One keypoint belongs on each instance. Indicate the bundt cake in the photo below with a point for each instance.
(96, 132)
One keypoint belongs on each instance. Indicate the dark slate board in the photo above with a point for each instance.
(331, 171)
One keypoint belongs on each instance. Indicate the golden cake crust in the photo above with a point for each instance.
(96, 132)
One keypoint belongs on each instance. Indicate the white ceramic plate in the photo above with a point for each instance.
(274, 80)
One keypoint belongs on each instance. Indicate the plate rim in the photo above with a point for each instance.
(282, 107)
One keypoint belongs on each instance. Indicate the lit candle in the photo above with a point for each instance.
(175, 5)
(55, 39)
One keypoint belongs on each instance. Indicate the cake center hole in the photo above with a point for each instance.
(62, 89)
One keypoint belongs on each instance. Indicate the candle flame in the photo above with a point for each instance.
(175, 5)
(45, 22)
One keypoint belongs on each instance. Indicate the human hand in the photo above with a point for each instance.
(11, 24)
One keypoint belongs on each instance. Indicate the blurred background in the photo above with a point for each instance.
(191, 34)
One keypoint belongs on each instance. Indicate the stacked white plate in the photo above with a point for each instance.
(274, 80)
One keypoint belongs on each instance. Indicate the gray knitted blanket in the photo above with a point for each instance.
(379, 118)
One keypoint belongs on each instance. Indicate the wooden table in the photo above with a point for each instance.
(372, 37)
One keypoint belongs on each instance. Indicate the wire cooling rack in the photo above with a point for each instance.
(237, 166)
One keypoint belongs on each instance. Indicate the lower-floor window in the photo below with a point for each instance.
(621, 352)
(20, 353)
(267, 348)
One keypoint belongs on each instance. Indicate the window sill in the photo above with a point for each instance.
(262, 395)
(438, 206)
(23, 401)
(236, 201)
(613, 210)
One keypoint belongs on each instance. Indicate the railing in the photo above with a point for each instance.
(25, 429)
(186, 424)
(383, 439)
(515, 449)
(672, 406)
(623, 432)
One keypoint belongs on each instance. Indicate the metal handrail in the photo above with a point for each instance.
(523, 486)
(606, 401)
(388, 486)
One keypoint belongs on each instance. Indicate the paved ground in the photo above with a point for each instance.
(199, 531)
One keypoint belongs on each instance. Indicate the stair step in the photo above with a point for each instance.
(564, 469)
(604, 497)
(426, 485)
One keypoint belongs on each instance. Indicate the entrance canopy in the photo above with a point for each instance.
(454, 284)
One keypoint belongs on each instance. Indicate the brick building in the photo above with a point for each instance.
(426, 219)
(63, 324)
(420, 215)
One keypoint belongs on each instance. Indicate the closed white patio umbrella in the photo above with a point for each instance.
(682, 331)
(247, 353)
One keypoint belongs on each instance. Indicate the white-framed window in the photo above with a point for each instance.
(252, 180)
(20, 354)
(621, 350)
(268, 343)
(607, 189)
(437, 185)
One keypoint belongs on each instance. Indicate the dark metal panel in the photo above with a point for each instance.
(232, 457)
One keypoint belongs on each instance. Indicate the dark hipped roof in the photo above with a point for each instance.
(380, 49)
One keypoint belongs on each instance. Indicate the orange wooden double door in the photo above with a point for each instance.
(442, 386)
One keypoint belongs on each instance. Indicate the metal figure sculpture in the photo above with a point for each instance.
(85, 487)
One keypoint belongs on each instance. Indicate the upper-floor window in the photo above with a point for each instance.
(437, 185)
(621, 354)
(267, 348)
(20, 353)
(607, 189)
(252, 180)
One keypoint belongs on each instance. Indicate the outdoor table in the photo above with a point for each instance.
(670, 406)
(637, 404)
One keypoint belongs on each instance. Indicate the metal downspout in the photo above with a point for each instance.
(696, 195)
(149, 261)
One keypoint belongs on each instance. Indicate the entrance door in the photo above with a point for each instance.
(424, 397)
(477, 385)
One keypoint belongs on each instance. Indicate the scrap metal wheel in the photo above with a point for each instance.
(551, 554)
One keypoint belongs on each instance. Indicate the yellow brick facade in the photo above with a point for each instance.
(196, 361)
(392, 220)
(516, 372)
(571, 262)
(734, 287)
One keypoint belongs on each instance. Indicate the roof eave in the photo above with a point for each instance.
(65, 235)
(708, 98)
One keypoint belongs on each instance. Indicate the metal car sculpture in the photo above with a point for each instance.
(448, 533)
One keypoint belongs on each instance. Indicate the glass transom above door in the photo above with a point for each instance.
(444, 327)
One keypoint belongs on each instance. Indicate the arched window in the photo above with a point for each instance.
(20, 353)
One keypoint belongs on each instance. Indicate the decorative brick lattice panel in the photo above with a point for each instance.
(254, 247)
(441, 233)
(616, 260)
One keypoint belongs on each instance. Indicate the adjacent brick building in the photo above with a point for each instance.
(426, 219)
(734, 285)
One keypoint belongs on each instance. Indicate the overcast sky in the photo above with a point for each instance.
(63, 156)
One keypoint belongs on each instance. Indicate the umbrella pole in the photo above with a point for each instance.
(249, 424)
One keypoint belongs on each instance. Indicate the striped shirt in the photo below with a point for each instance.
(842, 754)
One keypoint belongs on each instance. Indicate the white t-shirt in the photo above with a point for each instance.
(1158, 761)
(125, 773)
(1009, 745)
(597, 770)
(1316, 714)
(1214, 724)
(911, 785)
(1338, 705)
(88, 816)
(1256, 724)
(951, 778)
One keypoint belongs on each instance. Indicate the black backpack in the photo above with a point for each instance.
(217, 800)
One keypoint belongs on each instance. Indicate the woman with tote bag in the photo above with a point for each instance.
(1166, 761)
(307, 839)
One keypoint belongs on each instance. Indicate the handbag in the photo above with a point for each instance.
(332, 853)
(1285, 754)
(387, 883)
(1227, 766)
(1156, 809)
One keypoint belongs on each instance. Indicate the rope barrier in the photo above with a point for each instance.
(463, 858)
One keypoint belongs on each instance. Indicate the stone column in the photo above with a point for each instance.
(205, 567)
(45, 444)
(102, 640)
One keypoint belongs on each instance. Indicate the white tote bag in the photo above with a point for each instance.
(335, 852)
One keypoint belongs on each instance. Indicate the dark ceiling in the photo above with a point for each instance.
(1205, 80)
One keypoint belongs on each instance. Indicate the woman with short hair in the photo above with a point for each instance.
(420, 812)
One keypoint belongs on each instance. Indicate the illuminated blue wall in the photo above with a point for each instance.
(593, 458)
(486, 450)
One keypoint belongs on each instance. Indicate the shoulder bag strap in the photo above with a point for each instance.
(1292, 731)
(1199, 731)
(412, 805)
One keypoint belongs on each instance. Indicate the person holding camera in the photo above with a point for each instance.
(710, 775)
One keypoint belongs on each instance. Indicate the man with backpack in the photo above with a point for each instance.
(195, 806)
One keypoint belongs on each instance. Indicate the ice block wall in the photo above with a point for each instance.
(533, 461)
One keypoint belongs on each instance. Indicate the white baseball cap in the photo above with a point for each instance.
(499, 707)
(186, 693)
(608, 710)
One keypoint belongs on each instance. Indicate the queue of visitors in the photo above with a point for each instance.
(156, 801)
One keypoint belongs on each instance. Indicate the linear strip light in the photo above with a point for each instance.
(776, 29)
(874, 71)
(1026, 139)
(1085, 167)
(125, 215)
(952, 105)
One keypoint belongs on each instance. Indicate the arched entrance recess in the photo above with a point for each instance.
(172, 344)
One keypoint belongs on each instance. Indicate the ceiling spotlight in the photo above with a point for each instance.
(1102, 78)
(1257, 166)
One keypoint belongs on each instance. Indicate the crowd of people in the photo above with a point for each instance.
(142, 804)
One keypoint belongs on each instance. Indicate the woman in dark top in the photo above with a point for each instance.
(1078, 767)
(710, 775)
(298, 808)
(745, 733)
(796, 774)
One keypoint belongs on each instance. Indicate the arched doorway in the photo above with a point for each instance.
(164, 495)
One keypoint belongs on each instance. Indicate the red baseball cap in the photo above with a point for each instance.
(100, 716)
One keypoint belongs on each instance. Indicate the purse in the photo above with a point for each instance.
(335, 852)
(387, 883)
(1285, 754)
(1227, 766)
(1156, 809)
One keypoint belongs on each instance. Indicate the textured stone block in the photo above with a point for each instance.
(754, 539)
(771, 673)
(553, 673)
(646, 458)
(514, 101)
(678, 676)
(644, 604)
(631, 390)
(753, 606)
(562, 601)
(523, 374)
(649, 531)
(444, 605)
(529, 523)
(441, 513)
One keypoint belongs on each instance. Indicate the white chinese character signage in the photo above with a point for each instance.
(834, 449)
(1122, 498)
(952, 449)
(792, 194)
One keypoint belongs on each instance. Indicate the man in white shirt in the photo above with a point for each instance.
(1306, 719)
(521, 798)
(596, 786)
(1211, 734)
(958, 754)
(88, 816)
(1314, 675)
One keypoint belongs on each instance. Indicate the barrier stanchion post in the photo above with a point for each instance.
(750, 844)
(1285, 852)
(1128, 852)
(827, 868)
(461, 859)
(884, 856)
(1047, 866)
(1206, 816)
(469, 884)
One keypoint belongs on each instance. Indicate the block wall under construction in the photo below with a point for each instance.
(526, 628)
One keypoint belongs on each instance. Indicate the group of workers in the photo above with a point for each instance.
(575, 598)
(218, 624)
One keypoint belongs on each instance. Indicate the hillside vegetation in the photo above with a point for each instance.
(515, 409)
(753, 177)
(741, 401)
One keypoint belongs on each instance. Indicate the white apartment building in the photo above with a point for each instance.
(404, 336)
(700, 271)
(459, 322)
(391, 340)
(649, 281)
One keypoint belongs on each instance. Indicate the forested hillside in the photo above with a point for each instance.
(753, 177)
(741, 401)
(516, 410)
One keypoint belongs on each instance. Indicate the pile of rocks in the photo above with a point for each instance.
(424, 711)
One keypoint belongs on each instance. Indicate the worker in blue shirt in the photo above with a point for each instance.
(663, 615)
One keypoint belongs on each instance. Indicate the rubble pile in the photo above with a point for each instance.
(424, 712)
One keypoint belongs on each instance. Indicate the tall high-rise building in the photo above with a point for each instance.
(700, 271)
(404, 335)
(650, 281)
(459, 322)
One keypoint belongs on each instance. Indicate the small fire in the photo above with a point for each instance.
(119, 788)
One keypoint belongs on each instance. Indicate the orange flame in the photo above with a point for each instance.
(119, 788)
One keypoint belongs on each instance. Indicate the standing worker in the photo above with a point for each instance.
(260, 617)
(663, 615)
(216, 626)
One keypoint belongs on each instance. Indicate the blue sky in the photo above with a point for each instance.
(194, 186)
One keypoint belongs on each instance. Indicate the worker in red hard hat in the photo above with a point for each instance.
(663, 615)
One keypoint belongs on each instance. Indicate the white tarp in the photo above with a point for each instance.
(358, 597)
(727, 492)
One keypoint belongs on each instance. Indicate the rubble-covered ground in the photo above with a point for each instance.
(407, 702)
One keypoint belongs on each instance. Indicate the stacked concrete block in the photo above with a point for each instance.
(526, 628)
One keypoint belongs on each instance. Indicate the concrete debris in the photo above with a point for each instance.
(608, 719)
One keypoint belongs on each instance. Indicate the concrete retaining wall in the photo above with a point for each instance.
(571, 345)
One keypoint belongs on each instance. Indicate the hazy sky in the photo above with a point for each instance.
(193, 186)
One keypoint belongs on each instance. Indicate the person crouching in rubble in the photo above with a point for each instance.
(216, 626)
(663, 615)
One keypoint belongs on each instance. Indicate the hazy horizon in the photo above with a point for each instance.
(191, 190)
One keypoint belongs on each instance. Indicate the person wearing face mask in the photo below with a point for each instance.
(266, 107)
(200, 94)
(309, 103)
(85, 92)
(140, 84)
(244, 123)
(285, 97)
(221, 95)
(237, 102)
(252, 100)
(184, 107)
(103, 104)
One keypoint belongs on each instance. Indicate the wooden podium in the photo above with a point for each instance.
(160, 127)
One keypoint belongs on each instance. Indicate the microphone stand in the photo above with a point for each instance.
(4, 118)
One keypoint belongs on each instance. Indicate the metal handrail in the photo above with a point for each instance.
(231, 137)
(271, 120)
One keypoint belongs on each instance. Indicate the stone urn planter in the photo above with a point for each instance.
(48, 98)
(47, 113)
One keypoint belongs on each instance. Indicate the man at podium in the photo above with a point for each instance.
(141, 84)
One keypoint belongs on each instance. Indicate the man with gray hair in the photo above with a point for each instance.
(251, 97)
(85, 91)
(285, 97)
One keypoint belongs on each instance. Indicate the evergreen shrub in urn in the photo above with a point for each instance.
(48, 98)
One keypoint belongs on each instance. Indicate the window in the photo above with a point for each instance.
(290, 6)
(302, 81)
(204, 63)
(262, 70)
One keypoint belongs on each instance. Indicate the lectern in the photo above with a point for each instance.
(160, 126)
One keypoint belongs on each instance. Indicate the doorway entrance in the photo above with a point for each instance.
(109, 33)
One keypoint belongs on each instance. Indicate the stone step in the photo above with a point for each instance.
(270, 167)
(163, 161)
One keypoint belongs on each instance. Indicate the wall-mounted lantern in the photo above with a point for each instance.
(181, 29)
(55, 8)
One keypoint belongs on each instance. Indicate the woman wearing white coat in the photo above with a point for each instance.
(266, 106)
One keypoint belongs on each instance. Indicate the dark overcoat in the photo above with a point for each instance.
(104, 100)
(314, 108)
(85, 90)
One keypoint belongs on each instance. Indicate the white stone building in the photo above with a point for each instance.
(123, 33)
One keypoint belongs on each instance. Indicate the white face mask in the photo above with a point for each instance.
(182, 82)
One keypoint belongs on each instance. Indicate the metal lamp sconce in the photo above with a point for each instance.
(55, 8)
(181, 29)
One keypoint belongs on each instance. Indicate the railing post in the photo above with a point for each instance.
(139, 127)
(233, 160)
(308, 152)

-.-.-

PROBLEM:
Only the lines from the one with "One keypoint belongs on each instance. Indicate the white face" to the end of the entries above belong in your answer. Retype them exactly.

RESULT BELOW:
One keypoint belongs on each instance. Indicate the white face mask in the photo above with a point for each instance.
(182, 82)
One keypoint belongs on each instance. Indicate the metal lamp sconce in the photo above with a point for each instance.
(55, 8)
(181, 29)
One keypoint belongs on each instance. Indicate the railing post in the photo above with a point for each instance.
(139, 127)
(233, 160)
(308, 152)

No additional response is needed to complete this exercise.